##### RECORD LIST

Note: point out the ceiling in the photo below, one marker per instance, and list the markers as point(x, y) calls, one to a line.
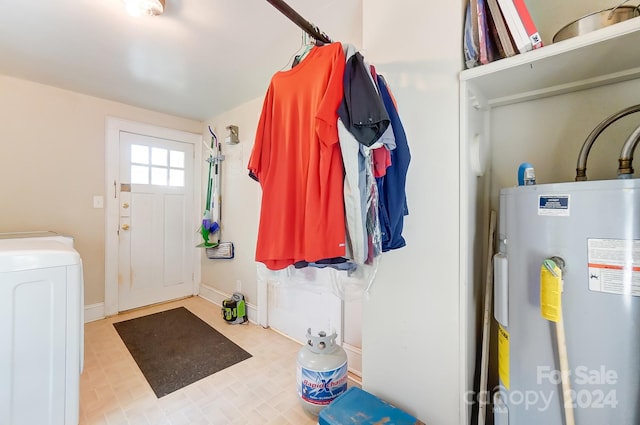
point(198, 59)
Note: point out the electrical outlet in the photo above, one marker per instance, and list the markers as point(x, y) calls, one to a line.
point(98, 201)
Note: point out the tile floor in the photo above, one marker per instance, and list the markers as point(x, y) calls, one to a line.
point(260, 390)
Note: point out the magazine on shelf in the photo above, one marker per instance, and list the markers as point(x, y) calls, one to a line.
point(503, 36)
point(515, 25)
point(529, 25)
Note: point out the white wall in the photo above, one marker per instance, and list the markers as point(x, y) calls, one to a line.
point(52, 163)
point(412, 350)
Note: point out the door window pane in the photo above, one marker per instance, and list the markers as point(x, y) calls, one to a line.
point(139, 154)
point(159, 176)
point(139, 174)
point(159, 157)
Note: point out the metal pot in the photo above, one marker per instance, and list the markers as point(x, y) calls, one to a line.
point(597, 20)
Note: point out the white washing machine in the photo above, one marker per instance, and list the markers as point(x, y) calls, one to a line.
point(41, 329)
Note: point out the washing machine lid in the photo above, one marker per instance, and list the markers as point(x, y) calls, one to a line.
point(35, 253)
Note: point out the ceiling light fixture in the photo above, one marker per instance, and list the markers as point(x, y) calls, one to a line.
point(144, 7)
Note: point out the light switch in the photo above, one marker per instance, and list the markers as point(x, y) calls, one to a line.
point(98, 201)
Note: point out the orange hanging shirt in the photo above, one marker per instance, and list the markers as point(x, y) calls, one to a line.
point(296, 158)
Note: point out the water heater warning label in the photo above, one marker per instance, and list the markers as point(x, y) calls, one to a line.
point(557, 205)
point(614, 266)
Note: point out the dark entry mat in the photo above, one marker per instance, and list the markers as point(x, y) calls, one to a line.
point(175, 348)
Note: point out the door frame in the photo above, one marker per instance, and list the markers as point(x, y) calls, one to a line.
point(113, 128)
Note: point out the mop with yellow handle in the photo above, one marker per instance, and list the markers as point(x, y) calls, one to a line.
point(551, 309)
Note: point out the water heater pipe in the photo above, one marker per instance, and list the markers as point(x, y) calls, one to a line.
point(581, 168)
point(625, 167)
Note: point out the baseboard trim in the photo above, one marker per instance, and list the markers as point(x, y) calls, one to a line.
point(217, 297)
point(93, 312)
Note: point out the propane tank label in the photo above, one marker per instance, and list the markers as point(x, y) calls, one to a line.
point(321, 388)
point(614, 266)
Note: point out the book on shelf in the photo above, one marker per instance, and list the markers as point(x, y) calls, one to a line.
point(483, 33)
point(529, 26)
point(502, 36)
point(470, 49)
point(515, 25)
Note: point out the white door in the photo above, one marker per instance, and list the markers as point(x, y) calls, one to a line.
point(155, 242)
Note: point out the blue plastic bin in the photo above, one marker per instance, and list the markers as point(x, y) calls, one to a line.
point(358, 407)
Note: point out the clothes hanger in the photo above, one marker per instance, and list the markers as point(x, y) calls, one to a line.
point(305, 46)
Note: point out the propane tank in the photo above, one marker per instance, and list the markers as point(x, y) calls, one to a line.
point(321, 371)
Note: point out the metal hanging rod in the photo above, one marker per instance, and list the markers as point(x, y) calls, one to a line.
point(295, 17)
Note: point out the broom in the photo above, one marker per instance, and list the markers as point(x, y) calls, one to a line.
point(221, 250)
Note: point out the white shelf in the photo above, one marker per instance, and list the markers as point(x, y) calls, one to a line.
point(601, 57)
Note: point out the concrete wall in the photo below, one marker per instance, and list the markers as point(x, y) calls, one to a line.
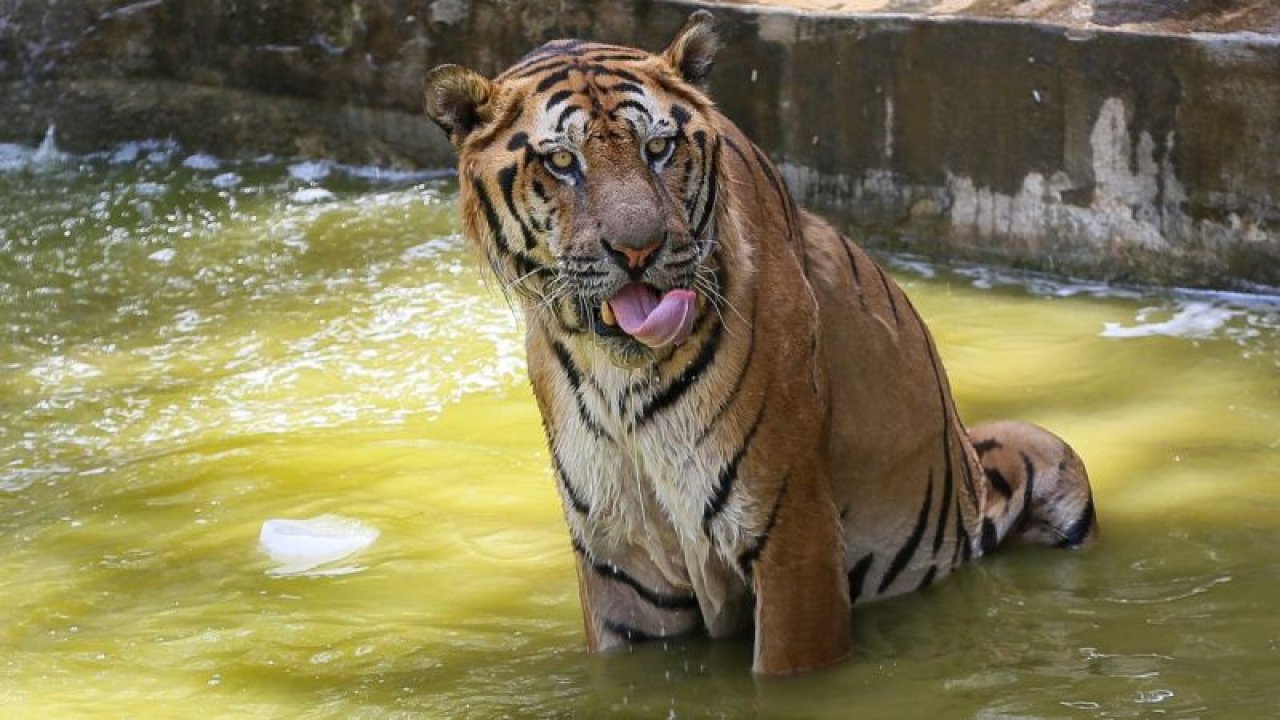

##########

- _TASK OBJECTIVE_
Echo every line of the entries above verbatim, omitting the pictures.

- _ANSWER TO THIS PROBLEM_
Note: point out the ceiling in the photo below, one marker per instance, and list the markers as point(x, y) calls, one to a line.
point(198, 59)
Note: point out the electrical outlet in the photo above, one marker per instance, and list the markers as point(x, y) calls, one to a line.
point(98, 201)
Note: point out the tile floor in the photo above, one marker per instance, and list the markers as point(x, y) calls, one to a line.
point(260, 390)
Note: point out the magazine on shelf in the photo above, one marker per instance, and list the markers as point(x, y) calls, one to a line.
point(503, 36)
point(515, 25)
point(529, 25)
Note: point out the white wall in the photo above, one marker per instance, and list the markers as point(x, y) calls, one to a line.
point(52, 163)
point(412, 350)
Note: point out the door window pane in the photo above, one marker per instance, and list the markers as point(x, y) calls, one to a line.
point(139, 154)
point(159, 176)
point(139, 174)
point(159, 157)
Note: point out the metal pot in the photo above, one marker per instance, and list the markers as point(x, y) calls, one to a line.
point(597, 20)
Note: point out the white washing machine in the photo above, one marker per instance, and list the markers as point(x, y) calls, one to a line.
point(41, 329)
Note: point out the washing machine lid in the photo above, one marker per instance, and list the markers as point(x, y) calls, one to a line.
point(35, 253)
Note: point out the ceiling light fixture in the photo above, one marker per instance, and list the markers as point(x, y) calls, one to a line.
point(144, 7)
Note: point out the light switch in the photo above, one marker per instance, and list the markers as point(x, y) calls, one to a line.
point(98, 201)
Note: point out the orange hanging shirt in the photo above, one marker per instance, and list the markers as point(x, y) calls, one to a line.
point(296, 158)
Note: point out the water heater warning label in the photo above, one marker per instance, and list the markers as point(x, y) calls, one to a line.
point(557, 205)
point(614, 266)
Note: point out the dark entry mat in the photo above, one marker per instance, and list the markers as point(x, y) calls, one to a line.
point(175, 348)
Note: point out the door frame in the photo above, one marker per instance, and list the markers as point(x, y) calls, one to a line.
point(113, 128)
Note: point out the mop with yellow handle in the photo above, one marker per instance, and list the markers as point(x, y) calls, one to a line.
point(551, 309)
Note: point out the water heater pipe in the photo above, one marker per instance, and list the markers as point(x, y) calls, one to a line.
point(581, 168)
point(625, 167)
Note: point out the baseboard trim in the photo above, one marker per instance, and list the markers as point(x, y) calls, one to a line.
point(217, 297)
point(93, 312)
Note: point out the propane tank label in the photo above, one marker per instance, and list the markers as point(x, y) calls, one to a line.
point(321, 388)
point(614, 266)
Note: point out the book on shelf in the photo above, one marker per instance, and list the markers as point(x, y) calls, one to a line.
point(483, 33)
point(529, 26)
point(502, 36)
point(470, 49)
point(515, 25)
Note: point out the white door in the photo above, one marker per instance, and list the markers as point(x, y) calls, one to a line.
point(155, 242)
Note: point out the blue plastic bin in the photo above, one marker per instance, and list the markers as point(x, y) calls, one to a line.
point(358, 407)
Note: point out the clothes hanger in the photo above, one marker per instance, and list the markers as point(x, y) calls, one to a line.
point(305, 46)
Note: point out the propane tank in the photo above, one marker per instance, and list the markers as point(x, y) calls, one to a line.
point(321, 371)
Note: point out the metal hanging rod in the photo above, one marker per instance, and list the markers as point(x, y) calls, one to a line.
point(295, 17)
Note: point out the broom in the photo above, one marker per instance, and list the markers as point(x, y) calls, one to a line.
point(221, 250)
Note: point out the white shelf in the photo above, one marker per instance, and list the markers as point(x, y) calls, one to a line.
point(601, 57)
Note: point out the concrete wall in the photo below, one marker per instance, and list the markers as point(x, y) calls, one to a line.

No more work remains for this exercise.